以下の資料から、文字列「trunk」を含む行をすべて抜き出して示してください。大文字と小文字は区別します。

════

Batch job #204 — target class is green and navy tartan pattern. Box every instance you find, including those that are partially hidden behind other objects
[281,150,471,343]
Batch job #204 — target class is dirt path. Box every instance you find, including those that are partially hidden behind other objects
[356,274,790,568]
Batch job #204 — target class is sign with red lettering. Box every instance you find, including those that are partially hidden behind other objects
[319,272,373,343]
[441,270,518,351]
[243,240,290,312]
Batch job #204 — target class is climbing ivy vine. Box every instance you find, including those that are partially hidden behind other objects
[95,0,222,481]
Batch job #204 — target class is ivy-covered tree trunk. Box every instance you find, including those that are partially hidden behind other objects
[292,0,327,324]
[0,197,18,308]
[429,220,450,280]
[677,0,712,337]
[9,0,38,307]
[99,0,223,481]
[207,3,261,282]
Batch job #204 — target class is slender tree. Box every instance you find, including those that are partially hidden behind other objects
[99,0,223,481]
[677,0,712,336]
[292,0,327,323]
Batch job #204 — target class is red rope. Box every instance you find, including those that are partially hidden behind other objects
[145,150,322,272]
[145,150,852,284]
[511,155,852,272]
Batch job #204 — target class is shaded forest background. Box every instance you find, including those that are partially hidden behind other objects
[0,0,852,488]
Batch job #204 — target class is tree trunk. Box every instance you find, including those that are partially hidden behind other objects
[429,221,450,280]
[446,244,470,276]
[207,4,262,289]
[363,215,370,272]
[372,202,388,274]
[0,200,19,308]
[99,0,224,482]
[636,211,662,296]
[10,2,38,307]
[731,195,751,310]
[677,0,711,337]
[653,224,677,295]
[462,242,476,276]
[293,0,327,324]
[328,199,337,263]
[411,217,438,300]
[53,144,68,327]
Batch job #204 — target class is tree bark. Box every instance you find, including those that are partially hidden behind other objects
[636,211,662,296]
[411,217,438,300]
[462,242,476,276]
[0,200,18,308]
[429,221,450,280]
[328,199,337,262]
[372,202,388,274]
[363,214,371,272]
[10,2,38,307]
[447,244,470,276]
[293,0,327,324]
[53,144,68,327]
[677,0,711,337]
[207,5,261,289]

════

完全な解答:
Batch job #204 — target class is ivy-covered tree trunk. Box every instance you find, including those that are partially hidden behind other objects
Batch job #204 — target class is tree trunk. Box every instance you find, including those that are partially hidden behind other objects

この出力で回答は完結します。